*WHAT THE TASK ASKS*:
Check every line below for the word "metal" and copy each one that has it.

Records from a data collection
· · · · · · ·
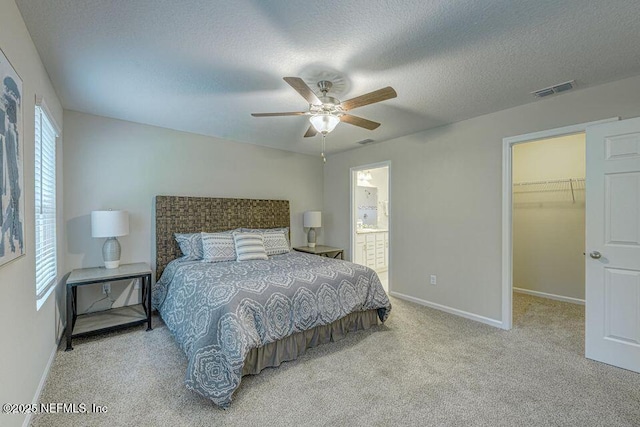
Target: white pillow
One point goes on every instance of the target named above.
(275, 243)
(249, 246)
(218, 247)
(190, 245)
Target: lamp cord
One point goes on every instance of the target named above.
(324, 159)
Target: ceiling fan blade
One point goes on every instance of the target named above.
(311, 132)
(301, 87)
(359, 121)
(292, 113)
(369, 98)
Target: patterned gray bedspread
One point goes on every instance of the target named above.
(219, 311)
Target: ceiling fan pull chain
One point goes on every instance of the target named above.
(324, 159)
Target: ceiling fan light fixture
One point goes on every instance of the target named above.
(324, 123)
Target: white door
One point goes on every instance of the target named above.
(613, 244)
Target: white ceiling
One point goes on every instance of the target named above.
(203, 66)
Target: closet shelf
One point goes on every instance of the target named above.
(558, 185)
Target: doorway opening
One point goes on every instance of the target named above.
(512, 194)
(370, 218)
(548, 225)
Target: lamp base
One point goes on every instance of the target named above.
(112, 264)
(311, 238)
(111, 253)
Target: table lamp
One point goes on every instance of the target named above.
(313, 220)
(110, 224)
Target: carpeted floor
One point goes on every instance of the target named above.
(423, 367)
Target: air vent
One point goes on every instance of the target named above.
(365, 141)
(562, 87)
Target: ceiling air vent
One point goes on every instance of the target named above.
(562, 87)
(365, 141)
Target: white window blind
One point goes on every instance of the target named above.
(45, 186)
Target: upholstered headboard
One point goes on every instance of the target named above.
(178, 214)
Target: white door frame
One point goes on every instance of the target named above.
(507, 205)
(353, 179)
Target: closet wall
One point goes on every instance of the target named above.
(549, 216)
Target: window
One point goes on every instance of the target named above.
(45, 207)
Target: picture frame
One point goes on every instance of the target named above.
(12, 216)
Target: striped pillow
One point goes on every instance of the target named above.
(284, 230)
(218, 247)
(249, 246)
(275, 243)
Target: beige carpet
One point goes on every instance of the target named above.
(423, 367)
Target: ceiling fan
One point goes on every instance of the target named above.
(326, 111)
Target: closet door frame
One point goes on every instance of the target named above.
(507, 206)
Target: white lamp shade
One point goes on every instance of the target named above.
(324, 123)
(109, 223)
(312, 219)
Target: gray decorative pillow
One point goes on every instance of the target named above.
(218, 247)
(249, 246)
(275, 243)
(190, 245)
(284, 230)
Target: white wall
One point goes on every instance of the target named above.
(446, 196)
(549, 226)
(379, 179)
(29, 336)
(122, 165)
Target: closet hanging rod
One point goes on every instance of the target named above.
(553, 181)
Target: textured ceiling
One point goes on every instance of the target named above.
(203, 66)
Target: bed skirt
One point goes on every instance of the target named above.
(293, 346)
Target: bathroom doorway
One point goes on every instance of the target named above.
(370, 218)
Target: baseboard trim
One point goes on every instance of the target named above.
(549, 296)
(43, 379)
(471, 316)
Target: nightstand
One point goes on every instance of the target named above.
(115, 318)
(321, 250)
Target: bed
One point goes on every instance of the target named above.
(236, 318)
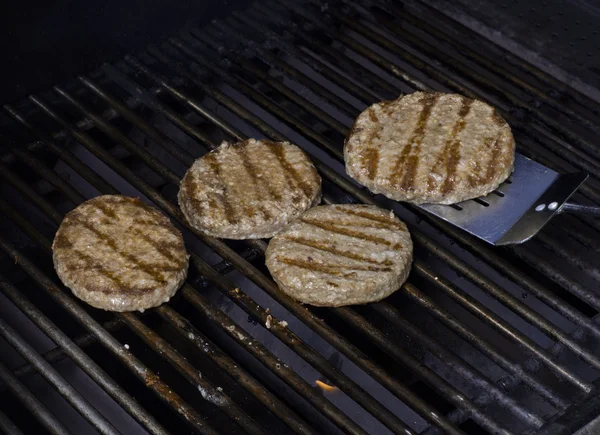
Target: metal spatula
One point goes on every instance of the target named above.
(520, 207)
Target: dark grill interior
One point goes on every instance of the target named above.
(480, 340)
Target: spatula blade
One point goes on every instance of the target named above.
(518, 209)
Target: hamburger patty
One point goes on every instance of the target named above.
(249, 190)
(119, 254)
(338, 255)
(430, 148)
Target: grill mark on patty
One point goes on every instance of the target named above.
(152, 269)
(372, 115)
(406, 166)
(371, 225)
(294, 178)
(450, 154)
(156, 271)
(92, 263)
(252, 171)
(213, 162)
(315, 244)
(367, 215)
(61, 241)
(255, 192)
(161, 247)
(371, 161)
(350, 233)
(330, 269)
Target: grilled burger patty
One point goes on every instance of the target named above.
(338, 255)
(119, 254)
(430, 148)
(249, 190)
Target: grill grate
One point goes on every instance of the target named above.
(479, 339)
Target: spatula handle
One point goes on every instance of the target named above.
(580, 209)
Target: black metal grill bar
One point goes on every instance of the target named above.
(7, 426)
(570, 284)
(28, 399)
(467, 370)
(150, 379)
(115, 134)
(491, 391)
(228, 365)
(56, 355)
(236, 108)
(264, 77)
(146, 189)
(77, 355)
(430, 377)
(574, 106)
(166, 142)
(190, 373)
(342, 381)
(76, 400)
(90, 176)
(498, 324)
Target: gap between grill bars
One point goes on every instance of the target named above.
(292, 109)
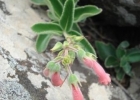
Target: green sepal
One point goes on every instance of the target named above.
(56, 68)
(111, 62)
(104, 50)
(50, 65)
(123, 61)
(81, 53)
(53, 66)
(47, 28)
(72, 55)
(120, 52)
(83, 12)
(66, 61)
(57, 47)
(67, 17)
(42, 42)
(63, 1)
(73, 79)
(39, 2)
(83, 43)
(51, 16)
(76, 28)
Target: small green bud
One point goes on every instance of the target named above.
(65, 44)
(73, 79)
(66, 60)
(50, 65)
(57, 47)
(91, 55)
(56, 68)
(81, 53)
(78, 38)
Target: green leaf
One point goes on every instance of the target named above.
(111, 62)
(120, 75)
(127, 68)
(51, 16)
(83, 12)
(39, 2)
(124, 44)
(47, 28)
(84, 43)
(123, 61)
(66, 20)
(76, 28)
(56, 7)
(120, 52)
(73, 79)
(134, 57)
(42, 42)
(63, 1)
(105, 50)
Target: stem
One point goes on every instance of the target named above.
(64, 80)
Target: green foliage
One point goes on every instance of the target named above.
(83, 12)
(84, 43)
(119, 58)
(47, 28)
(64, 15)
(66, 20)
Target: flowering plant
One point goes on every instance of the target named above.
(64, 15)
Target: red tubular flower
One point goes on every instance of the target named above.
(56, 79)
(46, 72)
(104, 78)
(76, 92)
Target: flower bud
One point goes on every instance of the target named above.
(57, 47)
(56, 79)
(46, 72)
(76, 92)
(65, 44)
(78, 38)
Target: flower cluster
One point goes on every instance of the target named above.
(68, 50)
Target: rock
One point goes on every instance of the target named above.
(118, 12)
(21, 66)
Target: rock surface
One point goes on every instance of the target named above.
(21, 66)
(119, 12)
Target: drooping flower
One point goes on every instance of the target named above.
(56, 79)
(76, 92)
(46, 72)
(104, 78)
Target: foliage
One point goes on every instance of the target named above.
(119, 58)
(65, 16)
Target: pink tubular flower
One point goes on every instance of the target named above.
(76, 92)
(56, 79)
(46, 72)
(104, 78)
· · · · · · ·
*EXERCISE SOLUTION*:
Target: metal spatula
Target: black metal grill bar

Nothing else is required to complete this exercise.